> **Texto de leitura**:
::::

O movimento Ciro-Haddad foi iniciado em dezembro de 2016 pensando na necessidade que o Brasil tem dessa aliança. Percebendo o avanço do Liberfascismo (fascismo e liberalismo econômico) entendeu-se que a união das esquerdas em prol de um projeto nacional de desenvolvimento é fundamental neste momento histórico. O antipetismo está destruindo nossa nação, pois gerou ódios e fissões de nossa elite econômica e política até relações familiares e pessoais. Por isso mesmo, considerando Lula o segundo melhor presidente desse país (atrás de Getúlio Vargas), acredita-se que os setores progressistas devam apoiar Ciro Gomes e o PDT. Entende-se que sem o apoio de Lula dificilmente isso se concretizará. Lula sofre uma perseguição política e não cremos que deram um golpe (travestido de impeachment) nessas proporções para devolver o poder a ele. Por isso, cremos que sua candidatura, posse ou governo será impedida de alguma forma. Diante disso fica a pergunta: quem além de Ciro gostaríamos de ver como presidente? Pensamos que o vice deve ser escolhido fazendo essa pergunta. Dois nomes surgiram: o do senador Requião e o do ex-prefeito Haddad. Entretanto, o primeiro não sairá do PMDB e os setores da esquerda progressista não querem o apoio desse partido. Assim, o outro nome que surgiu foi um dos melhores ministros da educação da nossa história: Fernando Haddad do PT. Surgiu, então, um movimento espontâneo, iniciado por cidadãos, muitos sem filiação partidária (e por isso com uma maior independência de atuação), em prol da chapa dos sonhos do pré-candidato Ciro Gomes. Nasceu então o movimento Ciro-Haddad 2018.
Claro que o ideal seria uma chapa com Lula e Ciro ou Ciro e Lula. Sendo Lula cabeça de chapa, Ciro estaria sendo virtualmente preparado para assumir o legado do lulismo (visto que Lula é maior do que seu próprio partido). Assim posto, Ciro seria o virtual candidato a uma eleição em 2022. O inverso também seria interessante, visto que Ciro no protagonismo da aliança inauguraria uma nova fase na política brasileira e Lula como vice poderia ser uma espécie de embaixador do Brasil para o mundo, dado que ainda mantém um enorme prestigio internacional.

::::

> **Dados extraídos**:
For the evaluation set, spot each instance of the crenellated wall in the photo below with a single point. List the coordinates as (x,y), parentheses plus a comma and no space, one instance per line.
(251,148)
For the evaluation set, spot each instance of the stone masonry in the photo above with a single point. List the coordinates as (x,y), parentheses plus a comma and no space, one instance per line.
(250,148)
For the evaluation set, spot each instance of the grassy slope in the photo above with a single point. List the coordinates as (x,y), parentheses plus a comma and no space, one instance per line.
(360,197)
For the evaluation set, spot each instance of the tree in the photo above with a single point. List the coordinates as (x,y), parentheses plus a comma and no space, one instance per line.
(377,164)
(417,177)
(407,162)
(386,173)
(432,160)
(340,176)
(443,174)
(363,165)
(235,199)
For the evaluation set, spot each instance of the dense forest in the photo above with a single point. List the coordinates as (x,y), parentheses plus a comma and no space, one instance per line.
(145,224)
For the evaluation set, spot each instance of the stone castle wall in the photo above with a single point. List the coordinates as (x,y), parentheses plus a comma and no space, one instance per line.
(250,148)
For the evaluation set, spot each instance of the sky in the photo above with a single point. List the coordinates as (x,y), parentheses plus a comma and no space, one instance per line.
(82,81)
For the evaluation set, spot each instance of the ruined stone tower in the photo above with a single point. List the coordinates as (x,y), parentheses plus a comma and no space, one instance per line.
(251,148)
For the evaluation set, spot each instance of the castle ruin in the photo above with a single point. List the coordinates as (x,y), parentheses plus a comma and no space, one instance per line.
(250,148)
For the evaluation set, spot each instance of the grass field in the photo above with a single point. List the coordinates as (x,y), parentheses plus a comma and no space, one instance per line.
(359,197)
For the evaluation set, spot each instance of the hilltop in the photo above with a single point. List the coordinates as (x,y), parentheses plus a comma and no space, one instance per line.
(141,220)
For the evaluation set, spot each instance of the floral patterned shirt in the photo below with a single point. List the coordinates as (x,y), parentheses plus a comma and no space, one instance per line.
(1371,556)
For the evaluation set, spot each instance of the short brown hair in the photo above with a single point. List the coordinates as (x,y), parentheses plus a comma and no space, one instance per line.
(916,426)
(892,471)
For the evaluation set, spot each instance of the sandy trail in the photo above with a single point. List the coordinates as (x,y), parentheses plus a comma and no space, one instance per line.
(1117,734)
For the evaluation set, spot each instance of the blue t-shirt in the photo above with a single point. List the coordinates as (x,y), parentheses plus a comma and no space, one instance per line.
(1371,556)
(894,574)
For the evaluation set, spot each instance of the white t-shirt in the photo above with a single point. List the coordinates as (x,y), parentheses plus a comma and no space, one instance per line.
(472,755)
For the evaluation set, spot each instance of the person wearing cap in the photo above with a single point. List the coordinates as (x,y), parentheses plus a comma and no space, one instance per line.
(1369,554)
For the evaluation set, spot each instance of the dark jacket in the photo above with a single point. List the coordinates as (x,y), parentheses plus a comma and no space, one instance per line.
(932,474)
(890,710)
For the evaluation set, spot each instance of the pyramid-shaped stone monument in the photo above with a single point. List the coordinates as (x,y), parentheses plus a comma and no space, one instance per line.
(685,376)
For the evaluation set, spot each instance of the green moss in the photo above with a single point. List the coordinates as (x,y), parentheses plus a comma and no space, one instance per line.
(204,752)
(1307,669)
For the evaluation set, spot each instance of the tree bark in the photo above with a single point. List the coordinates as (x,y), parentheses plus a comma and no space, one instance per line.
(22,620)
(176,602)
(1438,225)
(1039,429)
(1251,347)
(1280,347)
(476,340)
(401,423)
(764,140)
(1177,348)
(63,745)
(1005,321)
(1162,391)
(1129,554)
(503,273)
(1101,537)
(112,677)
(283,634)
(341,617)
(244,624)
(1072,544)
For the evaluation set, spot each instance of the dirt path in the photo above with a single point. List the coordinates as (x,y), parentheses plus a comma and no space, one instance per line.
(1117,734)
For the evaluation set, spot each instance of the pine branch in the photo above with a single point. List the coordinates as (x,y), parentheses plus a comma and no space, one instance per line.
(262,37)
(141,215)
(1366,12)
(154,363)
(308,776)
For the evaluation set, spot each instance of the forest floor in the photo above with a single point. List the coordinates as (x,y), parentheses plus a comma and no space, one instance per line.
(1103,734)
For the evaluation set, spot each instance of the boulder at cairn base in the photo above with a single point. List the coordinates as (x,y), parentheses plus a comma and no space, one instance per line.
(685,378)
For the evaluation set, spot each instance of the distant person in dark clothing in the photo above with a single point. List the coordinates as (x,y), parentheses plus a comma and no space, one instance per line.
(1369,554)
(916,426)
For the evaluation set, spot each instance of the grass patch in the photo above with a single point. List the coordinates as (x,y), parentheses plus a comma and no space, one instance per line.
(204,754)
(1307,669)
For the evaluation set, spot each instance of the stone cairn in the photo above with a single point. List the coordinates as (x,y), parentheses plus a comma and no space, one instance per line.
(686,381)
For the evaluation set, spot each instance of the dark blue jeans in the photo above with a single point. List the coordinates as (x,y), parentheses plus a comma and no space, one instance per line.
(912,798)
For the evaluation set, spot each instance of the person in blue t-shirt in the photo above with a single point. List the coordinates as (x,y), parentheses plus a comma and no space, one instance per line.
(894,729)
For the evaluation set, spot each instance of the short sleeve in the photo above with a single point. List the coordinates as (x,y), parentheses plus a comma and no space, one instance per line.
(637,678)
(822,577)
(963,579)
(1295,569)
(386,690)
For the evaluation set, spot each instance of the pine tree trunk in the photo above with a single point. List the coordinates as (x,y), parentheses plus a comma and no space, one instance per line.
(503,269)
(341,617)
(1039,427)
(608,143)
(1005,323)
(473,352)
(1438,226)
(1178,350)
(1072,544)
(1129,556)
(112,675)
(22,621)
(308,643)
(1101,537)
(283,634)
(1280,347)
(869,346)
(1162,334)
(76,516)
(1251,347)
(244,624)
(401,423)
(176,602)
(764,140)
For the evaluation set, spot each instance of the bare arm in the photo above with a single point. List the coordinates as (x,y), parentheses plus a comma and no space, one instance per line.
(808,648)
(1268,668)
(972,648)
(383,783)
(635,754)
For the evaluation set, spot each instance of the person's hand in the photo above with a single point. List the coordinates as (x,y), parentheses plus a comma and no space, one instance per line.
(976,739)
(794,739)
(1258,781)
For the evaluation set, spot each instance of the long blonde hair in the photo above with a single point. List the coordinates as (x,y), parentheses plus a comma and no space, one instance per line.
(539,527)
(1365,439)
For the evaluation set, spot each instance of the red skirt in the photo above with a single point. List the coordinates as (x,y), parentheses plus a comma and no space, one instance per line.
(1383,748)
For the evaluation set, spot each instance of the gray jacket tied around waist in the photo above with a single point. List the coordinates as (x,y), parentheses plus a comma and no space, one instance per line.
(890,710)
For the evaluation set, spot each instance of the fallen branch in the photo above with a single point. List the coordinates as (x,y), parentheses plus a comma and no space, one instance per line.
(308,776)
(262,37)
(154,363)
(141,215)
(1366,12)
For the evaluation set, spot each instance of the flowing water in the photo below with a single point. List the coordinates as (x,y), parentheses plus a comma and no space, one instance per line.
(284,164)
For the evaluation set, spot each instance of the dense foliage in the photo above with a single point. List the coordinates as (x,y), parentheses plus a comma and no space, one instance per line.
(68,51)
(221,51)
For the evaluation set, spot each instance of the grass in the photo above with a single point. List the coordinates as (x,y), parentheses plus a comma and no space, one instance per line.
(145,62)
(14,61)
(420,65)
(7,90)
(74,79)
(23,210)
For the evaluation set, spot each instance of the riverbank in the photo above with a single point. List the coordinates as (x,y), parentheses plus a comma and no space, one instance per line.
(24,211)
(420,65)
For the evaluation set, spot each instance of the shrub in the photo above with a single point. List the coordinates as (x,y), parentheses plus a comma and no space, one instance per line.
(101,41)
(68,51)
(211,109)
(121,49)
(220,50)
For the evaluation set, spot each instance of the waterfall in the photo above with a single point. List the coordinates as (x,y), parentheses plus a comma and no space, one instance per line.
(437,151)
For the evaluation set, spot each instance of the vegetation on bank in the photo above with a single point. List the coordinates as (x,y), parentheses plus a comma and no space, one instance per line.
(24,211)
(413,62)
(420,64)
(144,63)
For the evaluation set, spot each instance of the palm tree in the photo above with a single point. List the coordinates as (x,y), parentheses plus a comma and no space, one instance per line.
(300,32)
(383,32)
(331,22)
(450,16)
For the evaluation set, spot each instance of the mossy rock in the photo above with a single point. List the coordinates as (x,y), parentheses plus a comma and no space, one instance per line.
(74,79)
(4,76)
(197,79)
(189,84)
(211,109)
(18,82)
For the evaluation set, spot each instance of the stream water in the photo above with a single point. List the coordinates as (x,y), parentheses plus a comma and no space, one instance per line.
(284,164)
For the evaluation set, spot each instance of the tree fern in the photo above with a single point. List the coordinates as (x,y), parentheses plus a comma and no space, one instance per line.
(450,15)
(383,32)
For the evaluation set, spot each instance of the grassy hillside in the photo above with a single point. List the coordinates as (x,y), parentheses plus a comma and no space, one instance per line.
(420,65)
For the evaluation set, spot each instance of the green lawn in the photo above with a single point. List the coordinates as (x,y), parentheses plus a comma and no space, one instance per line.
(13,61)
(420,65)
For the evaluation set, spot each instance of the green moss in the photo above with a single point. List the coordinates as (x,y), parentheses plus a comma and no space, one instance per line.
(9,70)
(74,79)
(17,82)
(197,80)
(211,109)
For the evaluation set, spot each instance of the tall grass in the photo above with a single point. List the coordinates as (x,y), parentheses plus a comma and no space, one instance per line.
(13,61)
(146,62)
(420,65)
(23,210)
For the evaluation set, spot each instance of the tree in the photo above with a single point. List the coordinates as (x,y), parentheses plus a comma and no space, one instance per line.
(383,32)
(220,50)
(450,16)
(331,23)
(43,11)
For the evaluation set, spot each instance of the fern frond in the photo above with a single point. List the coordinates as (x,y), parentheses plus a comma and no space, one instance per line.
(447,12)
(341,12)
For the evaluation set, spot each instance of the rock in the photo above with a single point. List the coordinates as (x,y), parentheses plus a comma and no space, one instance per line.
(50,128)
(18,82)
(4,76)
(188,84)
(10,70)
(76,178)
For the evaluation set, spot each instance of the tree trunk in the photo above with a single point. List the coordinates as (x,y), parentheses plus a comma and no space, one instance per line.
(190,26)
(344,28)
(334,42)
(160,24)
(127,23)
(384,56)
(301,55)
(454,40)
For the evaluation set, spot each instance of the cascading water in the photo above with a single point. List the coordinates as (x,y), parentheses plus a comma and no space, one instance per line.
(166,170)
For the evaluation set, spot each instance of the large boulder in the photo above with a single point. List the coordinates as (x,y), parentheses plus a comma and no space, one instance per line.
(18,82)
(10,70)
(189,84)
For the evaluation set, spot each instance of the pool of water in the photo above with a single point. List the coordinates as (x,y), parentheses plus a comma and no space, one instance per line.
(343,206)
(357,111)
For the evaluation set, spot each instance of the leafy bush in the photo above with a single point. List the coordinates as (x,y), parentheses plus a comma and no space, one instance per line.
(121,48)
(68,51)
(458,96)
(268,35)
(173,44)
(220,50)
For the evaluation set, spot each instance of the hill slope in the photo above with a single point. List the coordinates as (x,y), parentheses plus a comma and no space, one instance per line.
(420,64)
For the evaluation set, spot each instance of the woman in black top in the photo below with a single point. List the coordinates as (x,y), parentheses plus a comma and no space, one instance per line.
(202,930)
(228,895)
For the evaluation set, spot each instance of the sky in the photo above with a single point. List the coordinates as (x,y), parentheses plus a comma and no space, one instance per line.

::::

> **Instruções de trabalho**:
1. Responda às perguntas com base no texto sobre o movimento Ciro-Haddad:
(a) Em que mês e ano o movimento foi iniciado?
(b) Quais dois nomes surgiram como possíveis vices?
(c) Sendo Lula cabeça de chapa, em que ano Ciro seria o virtual candidato?
2. Transcreva, por favor, do texto sobre o movimento Ciro-Haddad todo o trecho que vai de "Claro que o" até "enorme prestigio internacional.".
Os dados foram retirados de outra fonte.

> **Respostas por tarefa**:
1.
(a) Em dezembro de 2016.
(b) O senador Requião e o ex-prefeito Haddad.
(c) Em 2022.

2.
Claro que o ideal seria uma chapa com Lula e Ciro ou Ciro e Lula. Sendo Lula cabeça de chapa, Ciro estaria sendo virtualmente preparado para assumir o legado do lulismo (visto que Lula é maior do que seu próprio partido). Assim posto, Ciro seria o virtual candidato a uma eleição em 2022. O inverso também seria interessante, visto que Ciro no protagonismo da aliança inauguraria uma nova fase na política brasileira e Lula como vice poderia ser uma espécie de embaixador do Brasil para o mundo, dado que ainda mantém um enorme prestigio internacional.